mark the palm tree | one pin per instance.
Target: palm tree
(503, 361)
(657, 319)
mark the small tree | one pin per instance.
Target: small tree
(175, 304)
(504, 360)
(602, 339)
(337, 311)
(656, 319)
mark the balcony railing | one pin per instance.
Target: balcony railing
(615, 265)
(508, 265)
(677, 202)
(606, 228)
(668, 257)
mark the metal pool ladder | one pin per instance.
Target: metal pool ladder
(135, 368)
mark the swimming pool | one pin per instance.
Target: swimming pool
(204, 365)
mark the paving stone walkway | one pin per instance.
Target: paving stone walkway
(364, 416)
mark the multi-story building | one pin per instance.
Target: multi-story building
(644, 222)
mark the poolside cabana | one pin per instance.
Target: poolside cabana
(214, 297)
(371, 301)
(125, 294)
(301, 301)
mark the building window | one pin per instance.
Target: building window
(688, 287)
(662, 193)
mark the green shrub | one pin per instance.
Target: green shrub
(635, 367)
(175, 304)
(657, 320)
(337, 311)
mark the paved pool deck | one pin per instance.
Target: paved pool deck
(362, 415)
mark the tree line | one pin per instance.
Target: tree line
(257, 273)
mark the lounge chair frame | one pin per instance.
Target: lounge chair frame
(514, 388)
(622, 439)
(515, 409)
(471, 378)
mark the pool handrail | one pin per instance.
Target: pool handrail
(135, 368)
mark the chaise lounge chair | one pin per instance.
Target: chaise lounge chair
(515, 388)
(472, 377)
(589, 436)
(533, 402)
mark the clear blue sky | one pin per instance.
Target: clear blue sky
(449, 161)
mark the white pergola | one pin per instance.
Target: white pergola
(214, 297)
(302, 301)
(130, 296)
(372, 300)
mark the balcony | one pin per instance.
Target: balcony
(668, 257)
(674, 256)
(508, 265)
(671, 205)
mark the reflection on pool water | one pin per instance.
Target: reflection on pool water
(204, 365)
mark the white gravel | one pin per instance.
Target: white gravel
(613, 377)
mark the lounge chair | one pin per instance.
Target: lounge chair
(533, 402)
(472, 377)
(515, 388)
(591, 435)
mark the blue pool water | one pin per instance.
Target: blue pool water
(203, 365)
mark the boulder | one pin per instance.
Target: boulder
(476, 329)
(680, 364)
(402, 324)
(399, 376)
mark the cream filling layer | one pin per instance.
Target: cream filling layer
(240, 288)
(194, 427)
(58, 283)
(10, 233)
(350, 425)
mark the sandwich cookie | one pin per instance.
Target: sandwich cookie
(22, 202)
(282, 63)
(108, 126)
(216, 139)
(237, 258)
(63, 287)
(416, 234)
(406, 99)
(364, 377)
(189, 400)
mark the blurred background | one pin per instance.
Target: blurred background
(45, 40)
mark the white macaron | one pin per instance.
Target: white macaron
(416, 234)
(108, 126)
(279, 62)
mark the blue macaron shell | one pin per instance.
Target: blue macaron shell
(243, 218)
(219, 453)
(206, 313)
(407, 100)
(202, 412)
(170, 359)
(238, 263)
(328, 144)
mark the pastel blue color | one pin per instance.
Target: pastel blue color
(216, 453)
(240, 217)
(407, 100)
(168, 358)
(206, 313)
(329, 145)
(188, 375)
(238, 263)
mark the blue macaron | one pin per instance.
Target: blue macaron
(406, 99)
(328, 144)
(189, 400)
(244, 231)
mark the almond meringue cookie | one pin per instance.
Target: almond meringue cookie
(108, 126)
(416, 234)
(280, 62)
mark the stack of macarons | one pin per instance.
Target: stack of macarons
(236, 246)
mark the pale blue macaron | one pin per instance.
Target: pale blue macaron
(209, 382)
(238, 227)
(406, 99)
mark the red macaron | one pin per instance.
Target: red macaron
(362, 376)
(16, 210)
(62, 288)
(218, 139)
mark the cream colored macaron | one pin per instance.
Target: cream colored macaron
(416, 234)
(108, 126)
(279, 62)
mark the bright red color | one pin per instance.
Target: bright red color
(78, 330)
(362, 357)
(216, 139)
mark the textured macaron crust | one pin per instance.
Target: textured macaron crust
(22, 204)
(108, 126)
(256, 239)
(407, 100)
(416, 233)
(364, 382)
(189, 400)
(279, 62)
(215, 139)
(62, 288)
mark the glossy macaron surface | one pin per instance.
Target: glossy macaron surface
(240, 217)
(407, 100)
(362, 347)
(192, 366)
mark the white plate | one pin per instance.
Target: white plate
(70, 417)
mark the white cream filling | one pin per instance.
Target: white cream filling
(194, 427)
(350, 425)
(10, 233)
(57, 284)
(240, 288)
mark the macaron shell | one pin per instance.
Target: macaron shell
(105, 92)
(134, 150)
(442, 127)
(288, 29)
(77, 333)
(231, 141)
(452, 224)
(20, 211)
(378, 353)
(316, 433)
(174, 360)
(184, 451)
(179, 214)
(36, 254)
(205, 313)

> TASK DETAILS
Exactly as written, please output every entry.

> SOLUTION
mark the palm tree | one pin per instance.
Target: palm tree
(503, 361)
(657, 319)
mark the small tree | one pin per instance.
Target: small tree
(175, 304)
(504, 360)
(602, 339)
(337, 311)
(656, 319)
mark the balcony railing | one pin per instance.
Target: balcony railing
(615, 265)
(508, 265)
(677, 202)
(606, 228)
(668, 257)
mark the metal pool ladder | one pin per instance.
Target: metal pool ladder
(135, 368)
mark the swimming pool | one pin per instance.
Target: swimming pool
(204, 365)
mark the paving stone walkway | one pin per instance.
Target: paving stone walkway
(364, 416)
mark the multi-story building | one pin per instance.
Target: multi-story building
(644, 222)
mark the poolside cabana | one pin per instance.
Target: poolside cabana
(214, 297)
(371, 301)
(125, 294)
(301, 301)
mark the building window | one pin per instance.
Target: building window
(688, 287)
(662, 193)
mark the green shrub | one pin per instance.
Target: green shrub
(635, 367)
(175, 304)
(657, 320)
(337, 311)
mark the paved pool deck | one pin per instance.
Target: paved pool deck
(362, 415)
mark the tree line | one pin per instance.
Target: tree line
(257, 273)
mark the lounge chair frame | one pin per instance.
Target: lounge chair frame
(514, 388)
(622, 439)
(515, 409)
(471, 378)
mark the pool handrail | one pin per instance.
Target: pool handrail
(135, 368)
mark the chaise lounge chair | one pin per instance.
Target: chaise lounge chair
(515, 388)
(472, 377)
(589, 436)
(533, 402)
mark the clear blue sky | one pin per instance.
Target: clear blue sky
(449, 161)
mark the white pergola | one pin per instance.
Target: white pergola
(214, 297)
(302, 301)
(130, 296)
(372, 300)
mark the balcony | one pin per instance.
Target: balcony
(668, 257)
(674, 256)
(508, 265)
(671, 205)
mark the reflection on pool water | one pin per instance.
Target: reflection on pool water
(204, 365)
mark the white gravel | one pin per instance.
Target: white gravel
(613, 377)
mark the lounge chair | one pin per instance.
Target: lounge chair
(533, 402)
(472, 377)
(515, 388)
(591, 435)
mark the blue pool water | one pin per instance.
Target: blue pool water
(203, 365)
mark the boulder | one pin per instance.
Target: boulder
(476, 329)
(680, 364)
(402, 324)
(399, 376)
mark the cream filling layer | one pin per instance.
Target: cream filling layer
(240, 288)
(194, 427)
(58, 283)
(10, 233)
(350, 425)
mark the sandwich cookie | one pin per instance.
Target: sandwich cookie
(22, 202)
(282, 63)
(108, 126)
(216, 139)
(237, 258)
(63, 287)
(416, 234)
(406, 99)
(364, 377)
(189, 400)
mark the blurred background | one pin per instance.
Target: blurred background
(45, 40)
mark the white macaron | one pin per instance.
Target: white macaron
(416, 234)
(108, 126)
(279, 62)
mark the blue macaron shell | one pin per instance.
Target: blue macaron shell
(243, 218)
(219, 453)
(206, 313)
(407, 100)
(202, 412)
(170, 359)
(238, 263)
(328, 144)
mark the pastel blue color | one pin per instance.
Target: pastel blue color
(216, 453)
(240, 217)
(407, 100)
(168, 358)
(206, 313)
(329, 145)
(188, 375)
(238, 263)
mark the blue macaron | one pin per instance.
Target: blue macaron
(406, 99)
(328, 144)
(189, 400)
(244, 231)
mark the almond meringue cookie | one pin per instance.
Target: almond meringue cookie
(108, 126)
(416, 234)
(280, 62)
mark the stack of macarons | one pin per instance.
Target: stack of macarons
(236, 246)
mark the pale blue macaron | one pin per instance.
Target: pale blue macaron
(209, 382)
(238, 227)
(406, 99)
mark the red macaron | one pin per instance.
Target: red macaron
(362, 376)
(16, 210)
(62, 288)
(218, 139)
mark the cream colored macaron | one pin per instance.
Target: cream colored macaron
(416, 234)
(108, 126)
(279, 62)
mark the bright red color | one pin per instance.
Target: bright red color
(78, 330)
(362, 357)
(216, 139)
mark the textured macaron crust | one pin per instance.
Target: textured macaron crust
(22, 204)
(108, 126)
(256, 239)
(407, 100)
(416, 233)
(364, 382)
(189, 400)
(279, 62)
(215, 139)
(62, 288)
mark the glossy macaron surface | one pin per instance.
Target: glossy macaron surface
(240, 217)
(407, 100)
(362, 347)
(192, 366)
mark the white plate | one pin per instance.
Target: white plate
(70, 417)
mark the white cream filling | one pin per instance.
Target: white cream filling
(194, 427)
(350, 425)
(10, 233)
(57, 284)
(240, 288)
mark the macaron shell | one pin per instance.
Target: macaron shell
(105, 92)
(134, 150)
(442, 127)
(288, 29)
(77, 333)
(231, 141)
(452, 224)
(20, 211)
(378, 353)
(316, 433)
(174, 360)
(184, 451)
(179, 214)
(36, 254)
(205, 313)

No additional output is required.